──────── DATA SUPPLIED ────────
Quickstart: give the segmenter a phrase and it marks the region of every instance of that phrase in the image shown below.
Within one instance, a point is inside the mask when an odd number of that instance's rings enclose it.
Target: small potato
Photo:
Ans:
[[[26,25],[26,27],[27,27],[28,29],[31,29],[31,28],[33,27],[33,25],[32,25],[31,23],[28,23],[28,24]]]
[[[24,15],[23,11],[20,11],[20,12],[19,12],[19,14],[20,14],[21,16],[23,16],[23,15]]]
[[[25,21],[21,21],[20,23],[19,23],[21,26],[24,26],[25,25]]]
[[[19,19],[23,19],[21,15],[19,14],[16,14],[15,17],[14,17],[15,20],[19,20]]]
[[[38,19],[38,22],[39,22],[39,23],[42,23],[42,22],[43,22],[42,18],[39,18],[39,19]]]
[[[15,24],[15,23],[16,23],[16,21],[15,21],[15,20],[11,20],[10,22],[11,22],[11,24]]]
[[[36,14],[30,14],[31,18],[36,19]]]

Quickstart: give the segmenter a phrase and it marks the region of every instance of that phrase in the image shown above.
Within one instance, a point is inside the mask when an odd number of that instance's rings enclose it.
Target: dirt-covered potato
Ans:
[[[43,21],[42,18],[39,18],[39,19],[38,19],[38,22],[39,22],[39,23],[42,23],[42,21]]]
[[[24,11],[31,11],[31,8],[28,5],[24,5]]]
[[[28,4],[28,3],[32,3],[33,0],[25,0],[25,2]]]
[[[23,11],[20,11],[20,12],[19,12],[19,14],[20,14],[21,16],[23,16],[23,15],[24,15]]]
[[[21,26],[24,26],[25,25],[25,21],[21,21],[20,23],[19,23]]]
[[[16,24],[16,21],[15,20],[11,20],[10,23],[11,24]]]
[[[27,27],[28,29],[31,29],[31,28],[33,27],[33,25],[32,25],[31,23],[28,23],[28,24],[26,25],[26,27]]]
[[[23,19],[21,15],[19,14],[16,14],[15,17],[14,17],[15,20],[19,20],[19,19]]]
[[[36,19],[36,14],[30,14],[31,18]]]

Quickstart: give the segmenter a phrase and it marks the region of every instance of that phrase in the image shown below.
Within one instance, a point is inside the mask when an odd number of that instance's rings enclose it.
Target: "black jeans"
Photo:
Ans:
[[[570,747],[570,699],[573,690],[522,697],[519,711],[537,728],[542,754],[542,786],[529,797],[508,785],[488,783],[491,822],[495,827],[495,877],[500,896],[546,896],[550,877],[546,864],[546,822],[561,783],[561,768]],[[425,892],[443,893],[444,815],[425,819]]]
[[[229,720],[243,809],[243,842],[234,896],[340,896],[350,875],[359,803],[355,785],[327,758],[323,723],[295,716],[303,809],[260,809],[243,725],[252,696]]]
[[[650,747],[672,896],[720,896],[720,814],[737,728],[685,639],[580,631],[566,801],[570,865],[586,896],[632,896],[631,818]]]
────────
EXERCISE: Render every line of the records above as a JSON list of strings, one string per line, with blank lines omitted.

FINISHED EXERCISE:
[
  "Quickstart: give the segmenter a phrase and it marks the region of every instance of that phrase in the image shown below.",
  "Within one instance, a point is inside the mask when an odd number of that instance's rings enclose it.",
  "Target: small potato",
  "Photo:",
  "Ans:",
  "[[[26,25],[26,27],[27,27],[28,29],[31,29],[31,28],[33,27],[33,25],[32,25],[31,23],[28,23],[28,24]]]",
  "[[[24,15],[23,11],[20,11],[20,12],[19,12],[19,14],[20,14],[21,16],[23,16],[23,15]]]",
  "[[[25,21],[21,21],[20,23],[19,23],[21,26],[24,26],[25,25]]]",
  "[[[19,19],[23,19],[21,15],[19,14],[16,14],[15,17],[14,17],[15,20],[19,20]]]",
  "[[[38,19],[38,22],[39,22],[39,23],[42,23],[42,22],[43,22],[42,18],[39,18],[39,19]]]",
  "[[[15,24],[15,23],[16,23],[16,21],[15,21],[15,20],[11,20],[10,22],[11,22],[11,24]]]",
  "[[[36,14],[30,14],[31,18],[36,19]]]",
  "Quickstart: give the segmenter a phrase and it marks the region of every instance of that phrase in the image shown above.",
  "Within one instance, a point is inside the mask when an odd number of that instance's rings enclose it.",
  "Target: dirt-covered potato",
  "Ans:",
  "[[[43,21],[42,18],[39,18],[39,19],[38,19],[38,22],[39,22],[39,23],[42,23],[42,21]]]",
  "[[[24,11],[31,11],[31,8],[28,5],[24,5]]]",
  "[[[28,4],[28,3],[32,3],[33,0],[25,0],[25,2]]]",
  "[[[23,11],[20,11],[20,12],[19,12],[19,14],[20,14],[21,16],[23,16],[23,15],[24,15]]]",
  "[[[21,26],[24,26],[25,25],[25,21],[21,21],[20,23],[19,23]]]",
  "[[[16,24],[16,21],[15,20],[11,20],[10,23],[11,24]]]",
  "[[[27,27],[28,29],[31,29],[31,28],[33,27],[33,25],[32,25],[31,23],[28,23],[28,24],[26,25],[26,27]]]",
  "[[[23,19],[21,15],[19,14],[16,14],[15,17],[14,17],[15,20],[19,20],[19,19]]]",
  "[[[36,19],[36,14],[30,14],[31,18]]]",
  "Quickstart: give the segmenter a phrase and it marks the region of every instance of that phrase in the image shown below.",
  "Within one instance, a point is inside the mask when an odd number of that instance's rings enclose it.",
  "Target: \"black jeans\"",
  "Photo:",
  "Ans:",
  "[[[570,747],[570,699],[573,690],[522,697],[519,711],[537,728],[542,754],[542,786],[529,797],[508,785],[488,783],[491,822],[495,827],[495,877],[500,896],[546,896],[550,877],[546,864],[546,822],[561,783],[561,768]],[[425,892],[443,893],[444,815],[425,819]]]",
  "[[[229,720],[243,809],[243,842],[234,896],[340,896],[350,875],[359,803],[355,785],[327,758],[323,723],[295,716],[303,809],[260,809],[243,725],[252,696]]]",
  "[[[650,747],[672,896],[720,896],[720,814],[737,728],[685,639],[580,631],[566,801],[570,865],[586,896],[632,896],[631,818]]]"
]